Исходный текст:
━━━━━━━━━━━━━━━━━━━━
Ускорение мира, убыстрение информационных потоков выдвигает и иные потребительские требования к информационной и виртуальной продукции. Она уже не может быть такой, как десять лет назад. К сожалению, литература и искусство не сделали такого же рывка вперед. Практически единственным новым вариантом стали видеоигры, которые сразу же начали использоваться для решения множества прикладных задач в обучении, а также военными и политиками. Это становится каналом проникновения новых идей, способных трансформировать мир.
Видеоигры тоже начинают нести смысловую нагрузку вне контроля со стороны играющего. Точнее, этот контроль не столь велик, как в случае прямой пропаганды. Видеоигры могут выполнять функции скрытой пропаганды.
У видеоигр есть одна важная харатеристика и один существенный предшественник. Как пишет Ф. Роуз [2, с. 93]: «Книги, кино, телевидение, – все это масс-медиа, а масс-медиа не имеет механизмов для участия аудитории. Но читательский импульс получить голос в рассказывании не исчез. Он ушел вниз и принял новую форму: литературы фанов». Имеются в виду продолжения романов и повестей, которые пишутся любителями этих произведений. Они продлевают тем самым жизнь произведениям, а также сами принимают активное участие в продумывании их дальнейших биографий.
Видеоигры дали возможность активного участия в визуальном измерении. Великобритания имеет целый Институт серезных игр [3]. Наверное, они долго думали, как именно его назвать, поскольку «серьезные игры» могут кому-то показаться странными. В США есть такой же институт при университете [4], а есть также и институт, созданный военными для своих нужд, который носит название Института креативных технологий [5].
━━━━━━━━━━━━━━━━━━━━
Фрагменты данных:
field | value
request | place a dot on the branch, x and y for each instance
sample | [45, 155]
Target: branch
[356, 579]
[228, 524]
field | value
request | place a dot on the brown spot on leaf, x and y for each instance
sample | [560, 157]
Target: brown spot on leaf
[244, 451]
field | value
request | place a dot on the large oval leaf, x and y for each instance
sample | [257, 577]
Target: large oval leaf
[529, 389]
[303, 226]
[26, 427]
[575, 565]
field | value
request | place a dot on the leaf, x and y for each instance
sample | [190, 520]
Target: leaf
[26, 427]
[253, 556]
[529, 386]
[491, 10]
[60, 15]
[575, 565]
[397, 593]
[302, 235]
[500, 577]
━━━━━━━━━━━━━━━━━━━━
Инструкции к заданиям:
1. Определите, согласуются ли с текстом о видеоиграх утверждения (a), (b) и (c): (a) видеоигры способны служить скрытой пропагандой; (b) литература и искусство совершили такой же рывок вперед, как информационные потоки; (c) Институт креативных технологий создан при университете. Для каждого утверждения ответьте «да» или «нет» и приведите точную цитату из текста, которая это решает.
2. Напишите продолжение текста о видеоиграх, начав сразу после его последнего предложения.

Ответы по заданиям:
1.
(a) Да: «Видеоигры могут выполнять функции скрытой пропаганды».
(b) Нет: «К сожалению, литература и искусство не сделали такого же рывка вперед».
(c) Нет: «есть также и институт, созданный военными для своих нужд, который носит название Института креативных технологий».

2.
В статье «Может ли геймификация трансформировать жизни?» констатируются очень важные элементы такого подхода [6]: «Способность игр включать большое число игроков на долгий период времени предоставляет возможность для долговременного исследования проводимого бихевиористского влияния, когда может фиксироваться свежая информация о пользователях. Она может постоянно мониториться и анализироваться. Проблемой является то, как лучше и более этично использовать потенциальное богатство этой информации и, опираясь на анализ, дать ценное видение того, как потенциально продвигать самоменеджмент и регуляцию. Это является аргументом в пользу большей геймификации – использования элементов игр как части позитивных технологий обыденной жизни – чтобы улучшить качество жизни и усилить позитивные отношение и поведение».
Для тех, кто не знаком с этой проблемой, следует упомянуть, что игры запускаются для решения множества человеческих проблем, начиная с ожирения и заканчивая обучением лидерству. Но в центре многих исследований стоит именно образование. Видимо, человечество подошло к пределу своих возможностей в этой сфере.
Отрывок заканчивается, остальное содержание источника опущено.